> _Aim of the exercise_:
Rewrite the probability notes starting at "Markov’s inequality" and ending at "and $a \gt 0$.", substituting "bound" for every "inequality".

> _Text shown_:
Law of total expectation (Adam’s Law)

\begin{equation} \mathbb{E}[X] = \mathbb{E}\big[\mathbb{E}[X|N]\big] = \mathbb{E}[\mu N] = \mu\mathbb{E}[N] \end{equation}


  • $X$ is the total amount of money all customers spend in a shop in a day
  • $N$ is the number of customers visited that shop
  • $\mu$ is the mean amount of money a customer spends

Law of total variance (Eve’s law)


Cauchy-Schwarz inequality

\begin{equation} \mathbb{E}[XY] \le \sqrt{\mathbb{E}[X^2]\mathbb{E}[Y^2]} \end{equation}

Jensen’s inequality

If $f$ is a convex function

\begin{equation} f\big(\mathbb{E}[X]\big) \le \mathbb{E}[f(x)] \end{equation}

Markov’s inequality

\begin{equation} \text{P}\big(\left|X\right| \ge a\big) \le \frac{\mathbb{E}[X]}{a} \end{equation}

Chebyshev’s inequality

\begin{equation} \text{P}\big(\left|X - \mu\right| \gt a \big) \le \frac{\mathbb{V}[X]}{a^2} \end{equation}

where $\mu=\mathbb{E}[X]$, and $a \gt 0$.

Hoeffding’s inequality

TODO, see All of Statistics book


Approximate binomial distribution with

  • Possion distribution when $n$ is large and $p$ is small ($\to 0$).
  • Normal distribution when $n$ is large and $p$ is close to $1/2$.

> _Records from a point labeling set_:
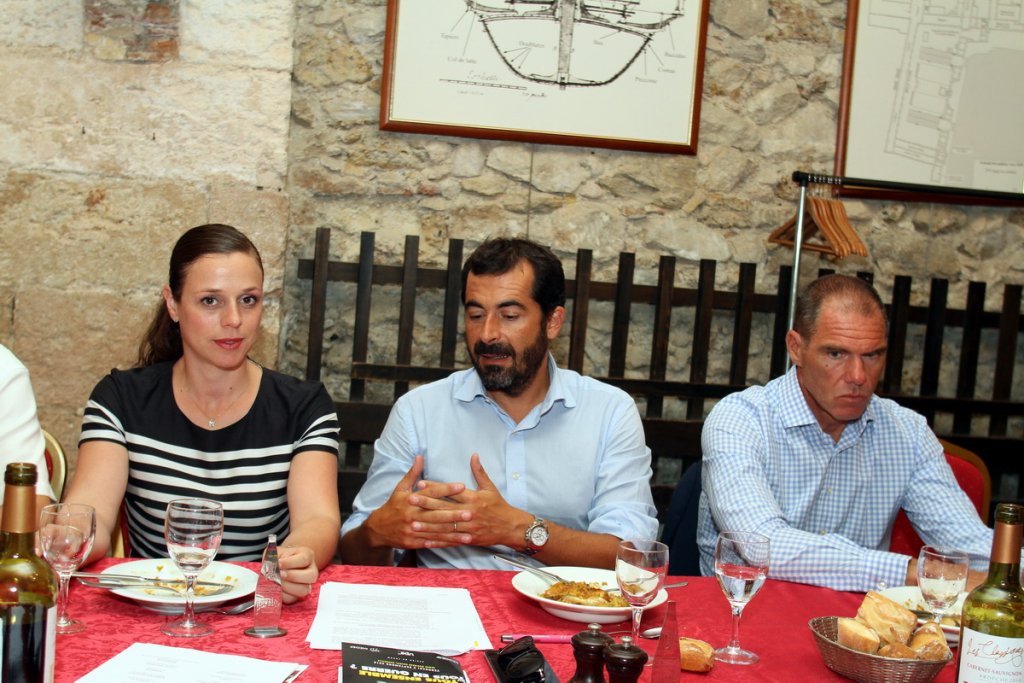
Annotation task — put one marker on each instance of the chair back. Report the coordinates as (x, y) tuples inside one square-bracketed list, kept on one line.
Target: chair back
[(680, 531), (973, 477), (120, 546), (56, 463)]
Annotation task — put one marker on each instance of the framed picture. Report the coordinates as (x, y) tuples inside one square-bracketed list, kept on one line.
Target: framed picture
[(620, 74), (930, 97)]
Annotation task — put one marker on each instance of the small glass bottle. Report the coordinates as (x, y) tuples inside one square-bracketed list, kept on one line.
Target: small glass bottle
[(624, 660), (266, 607), (588, 648)]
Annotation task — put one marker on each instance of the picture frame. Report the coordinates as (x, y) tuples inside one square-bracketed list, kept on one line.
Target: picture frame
[(615, 74), (916, 109)]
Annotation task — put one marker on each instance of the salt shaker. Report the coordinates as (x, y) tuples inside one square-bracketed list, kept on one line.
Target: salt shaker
[(624, 660), (266, 608), (588, 648)]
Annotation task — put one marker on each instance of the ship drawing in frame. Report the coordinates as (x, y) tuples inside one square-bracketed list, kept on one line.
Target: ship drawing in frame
[(572, 42), (619, 74)]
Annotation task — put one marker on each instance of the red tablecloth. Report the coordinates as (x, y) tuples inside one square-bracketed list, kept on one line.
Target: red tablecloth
[(774, 626)]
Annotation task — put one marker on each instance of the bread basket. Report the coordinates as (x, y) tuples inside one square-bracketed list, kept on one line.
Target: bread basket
[(868, 668)]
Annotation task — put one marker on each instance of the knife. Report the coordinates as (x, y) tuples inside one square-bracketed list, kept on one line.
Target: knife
[(666, 666), (132, 580)]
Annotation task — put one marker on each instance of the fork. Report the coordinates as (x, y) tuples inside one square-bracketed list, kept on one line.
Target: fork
[(546, 575), (232, 609)]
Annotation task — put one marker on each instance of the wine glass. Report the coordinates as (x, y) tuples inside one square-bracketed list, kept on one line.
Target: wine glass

> _Result of the task_:
Markov’s bound

\begin{equation} \text{P}\big(\left|X\right| \ge a\big) \le \frac{\mathbb{E}[X]}{a} \end{equation}

Chebyshev’s bound

\begin{equation} \text{P}\big(\left|X - \mu\right| \gt a \big) \le \frac{\mathbb{V}[X]}{a^2} \end{equation}

where $\mu=\mathbb{E}[X]$, and $a \gt 0$.